[Opening Dataset extract section]

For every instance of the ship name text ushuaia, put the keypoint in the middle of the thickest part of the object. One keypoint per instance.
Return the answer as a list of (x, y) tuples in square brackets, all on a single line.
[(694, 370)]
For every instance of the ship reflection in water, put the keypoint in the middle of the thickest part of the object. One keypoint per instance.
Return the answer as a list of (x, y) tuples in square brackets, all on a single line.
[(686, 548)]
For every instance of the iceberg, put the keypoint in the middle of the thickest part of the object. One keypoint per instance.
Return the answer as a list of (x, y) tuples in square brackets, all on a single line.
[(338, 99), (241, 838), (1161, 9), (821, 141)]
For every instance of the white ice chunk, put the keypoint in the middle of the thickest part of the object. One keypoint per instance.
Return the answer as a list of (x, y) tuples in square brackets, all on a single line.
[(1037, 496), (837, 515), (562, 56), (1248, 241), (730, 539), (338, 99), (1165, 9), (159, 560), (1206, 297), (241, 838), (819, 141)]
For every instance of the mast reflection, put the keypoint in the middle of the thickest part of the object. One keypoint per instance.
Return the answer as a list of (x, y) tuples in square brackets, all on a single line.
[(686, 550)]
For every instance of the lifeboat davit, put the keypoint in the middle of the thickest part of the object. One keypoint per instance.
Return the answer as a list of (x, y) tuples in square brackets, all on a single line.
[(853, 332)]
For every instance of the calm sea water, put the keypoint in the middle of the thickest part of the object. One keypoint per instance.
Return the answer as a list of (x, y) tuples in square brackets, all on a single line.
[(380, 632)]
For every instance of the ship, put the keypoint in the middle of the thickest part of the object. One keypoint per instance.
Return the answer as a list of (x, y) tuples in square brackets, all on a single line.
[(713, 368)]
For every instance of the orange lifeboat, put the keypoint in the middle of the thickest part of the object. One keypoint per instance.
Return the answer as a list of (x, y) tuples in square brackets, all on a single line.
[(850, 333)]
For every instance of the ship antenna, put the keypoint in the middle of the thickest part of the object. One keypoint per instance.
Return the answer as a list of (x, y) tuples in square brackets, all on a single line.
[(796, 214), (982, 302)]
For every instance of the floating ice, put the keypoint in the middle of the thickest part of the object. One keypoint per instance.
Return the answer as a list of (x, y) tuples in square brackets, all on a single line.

[Closing Dataset extract section]

# [Exercise brief]
Tell how many lines in the records above contain "reflection", giving the number and no other words.

# [Solved problem]
2